__ESERCIZI__.
**1)** Riporta fedelmente il passo del testo che comincia con le parole contenenti "Sul punto, ufficialmente" e si chiude con "di un’altra compagine).".
**2)** Rispondi in breve alle domande seguenti sul testo.
(a) Come si chiama il capitano degli azzurri citato?
(b) Quale emittente ha mandato in onda la trasmissione Sfide?
(c) In quale paese tutte le squadre lottano sino alla fine del torneo contro tutte le squadre?

__TESTO__.
Pare che il capitano degli azzurri Juliano abbia precisato agli interlocutori ospiti che “sono arrivati secondi” in fatto di richieste. In una trasmissione Sfide, mandata in onda dalla RAI, alcuni giocatori della Lazio sostengono di aver saputo che da parte della Juventus sarebbe stata messa in atto una pratica magari sportivamente discutibile, ma all’epoca, e per molti anni ancora, lecita (che, del resto, per esempio in Spagna, è assai comune), ovvero quella di offrire vantaggi (che non dovevano essere necessariamente in soldi, ben potendosi trattare di promesse di favori nel successivo calciomercato, per dirne una) alla squadra o alle squadre che affrontavano la propria o le proprie concorrenti dirette per un dato obiettivo, al fine di impegnarsi con più lena e forza e fino allo spasimo per cercare di stornare il pericolo che la contendente o le contendenti facesse o facessero risultato positivo tale da recare nocumento agli stessi bianconeri.

Sul punto, ufficialmente nessuno ha ammesso o segnalato alcunché a chicchessia. Siamo nel regno del “si dice”, del “si sussurra”, dei tempi coniugati al condizionale. Ma nella sostanza, qualora fosse successo qualcosa del genere, i torinesi non avrebbero fatto niente di trascendentale o di illegale (ma sarebbe da fare una considerazione: in Gran Bretagna tutte le squadre lottano con il coltello ai denti sino alla fine del torneo contro tutte le squadre, indipendentemente dal blasone di queste ultime e al di là di ogni interesse o disinteresse di classifica, mentre in Italia generalmente si “molla” una volta che non si hanno più obiettivi da conseguire o una volta retrocesse; sarebbe etico onorare il sport sino all’ultimo per ragioni morali e non, magari, aspettare “il pungolo” interessato di un’altra compagine).

__Righe di un insieme di annotazioni a punti__.
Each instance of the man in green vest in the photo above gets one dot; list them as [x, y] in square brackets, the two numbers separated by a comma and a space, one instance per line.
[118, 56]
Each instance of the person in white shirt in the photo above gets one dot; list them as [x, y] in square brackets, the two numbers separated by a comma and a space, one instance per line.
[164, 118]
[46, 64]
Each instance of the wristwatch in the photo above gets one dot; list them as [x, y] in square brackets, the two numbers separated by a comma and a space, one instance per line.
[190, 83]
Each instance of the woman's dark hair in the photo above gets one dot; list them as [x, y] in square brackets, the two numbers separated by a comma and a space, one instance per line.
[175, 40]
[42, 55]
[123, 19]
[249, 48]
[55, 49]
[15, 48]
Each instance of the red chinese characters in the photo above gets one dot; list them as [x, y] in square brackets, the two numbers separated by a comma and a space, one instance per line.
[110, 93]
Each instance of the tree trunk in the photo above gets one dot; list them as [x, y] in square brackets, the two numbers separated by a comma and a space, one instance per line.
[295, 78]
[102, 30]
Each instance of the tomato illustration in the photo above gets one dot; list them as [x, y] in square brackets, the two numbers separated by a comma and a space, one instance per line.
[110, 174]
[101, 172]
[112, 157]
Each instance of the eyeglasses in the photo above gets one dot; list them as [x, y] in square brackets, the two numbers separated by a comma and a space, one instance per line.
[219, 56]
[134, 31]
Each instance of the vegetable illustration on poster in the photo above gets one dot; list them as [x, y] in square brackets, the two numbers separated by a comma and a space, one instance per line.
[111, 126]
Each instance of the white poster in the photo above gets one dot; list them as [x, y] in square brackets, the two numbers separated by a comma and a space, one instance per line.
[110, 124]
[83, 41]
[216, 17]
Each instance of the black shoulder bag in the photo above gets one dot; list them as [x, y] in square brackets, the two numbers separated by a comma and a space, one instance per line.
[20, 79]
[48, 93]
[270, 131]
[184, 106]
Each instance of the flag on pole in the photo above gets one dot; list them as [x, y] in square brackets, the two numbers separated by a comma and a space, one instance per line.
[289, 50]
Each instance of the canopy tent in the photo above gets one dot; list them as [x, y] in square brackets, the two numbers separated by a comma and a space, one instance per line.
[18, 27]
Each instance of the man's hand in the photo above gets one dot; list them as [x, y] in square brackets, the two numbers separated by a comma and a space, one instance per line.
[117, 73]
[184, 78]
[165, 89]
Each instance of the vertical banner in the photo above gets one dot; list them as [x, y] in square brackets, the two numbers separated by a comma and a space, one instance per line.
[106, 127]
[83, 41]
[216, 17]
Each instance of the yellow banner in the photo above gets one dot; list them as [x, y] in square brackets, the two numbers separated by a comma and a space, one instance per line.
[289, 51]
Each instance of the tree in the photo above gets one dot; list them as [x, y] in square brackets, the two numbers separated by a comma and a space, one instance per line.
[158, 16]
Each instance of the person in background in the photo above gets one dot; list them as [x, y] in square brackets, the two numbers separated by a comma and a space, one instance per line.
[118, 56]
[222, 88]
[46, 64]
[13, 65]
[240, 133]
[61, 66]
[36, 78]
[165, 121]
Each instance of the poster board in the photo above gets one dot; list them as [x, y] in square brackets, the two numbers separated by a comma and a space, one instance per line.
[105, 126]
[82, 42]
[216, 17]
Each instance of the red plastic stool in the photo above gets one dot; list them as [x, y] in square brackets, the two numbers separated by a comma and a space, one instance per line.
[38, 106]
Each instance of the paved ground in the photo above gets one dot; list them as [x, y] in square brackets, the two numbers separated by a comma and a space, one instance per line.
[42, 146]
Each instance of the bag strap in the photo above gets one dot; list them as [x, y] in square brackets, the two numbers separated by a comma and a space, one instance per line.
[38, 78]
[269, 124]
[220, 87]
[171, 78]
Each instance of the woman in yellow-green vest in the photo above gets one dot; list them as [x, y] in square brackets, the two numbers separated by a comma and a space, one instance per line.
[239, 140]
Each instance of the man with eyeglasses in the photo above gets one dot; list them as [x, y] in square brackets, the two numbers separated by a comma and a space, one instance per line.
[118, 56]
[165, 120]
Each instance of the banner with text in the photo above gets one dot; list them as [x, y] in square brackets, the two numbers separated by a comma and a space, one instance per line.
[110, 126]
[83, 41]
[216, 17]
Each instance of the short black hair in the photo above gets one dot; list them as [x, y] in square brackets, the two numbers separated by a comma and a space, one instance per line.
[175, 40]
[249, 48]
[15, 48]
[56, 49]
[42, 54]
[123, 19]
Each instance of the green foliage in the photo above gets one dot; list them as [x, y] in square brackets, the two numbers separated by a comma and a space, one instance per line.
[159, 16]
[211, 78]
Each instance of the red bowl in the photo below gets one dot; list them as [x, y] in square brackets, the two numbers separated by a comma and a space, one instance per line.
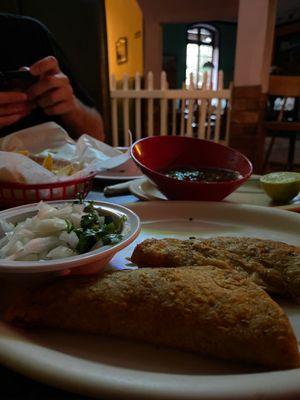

__SOLUZIONI__.
**1)**
Sul punto, ufficialmente nessuno ha ammesso o segnalato alcunché a chicchessia. Siamo nel regno del “si dice”, del “si sussurra”, dei tempi coniugati al condizionale. Ma nella sostanza, qualora fosse successo qualcosa del genere, i torinesi non avrebbero fatto niente di trascendentale o di illegale (ma sarebbe da fare una considerazione: in Gran Bretagna tutte le squadre lottano con il coltello ai denti sino alla fine del torneo contro tutte le squadre, indipendentemente dal blasone di queste ultime e al di là di ogni interesse o disinteresse di classifica, mentre in Italia generalmente si “molla” una volta che non si hanno più obiettivi da conseguire o una volta retrocesse; sarebbe etico onorare il sport sino all’ultimo per ragioni morali e non, magari, aspettare “il pungolo” interessato di un’altra compagine).

**2)**
(a) Juliano.
(b) La RAI.
(c) In Gran Bretagna.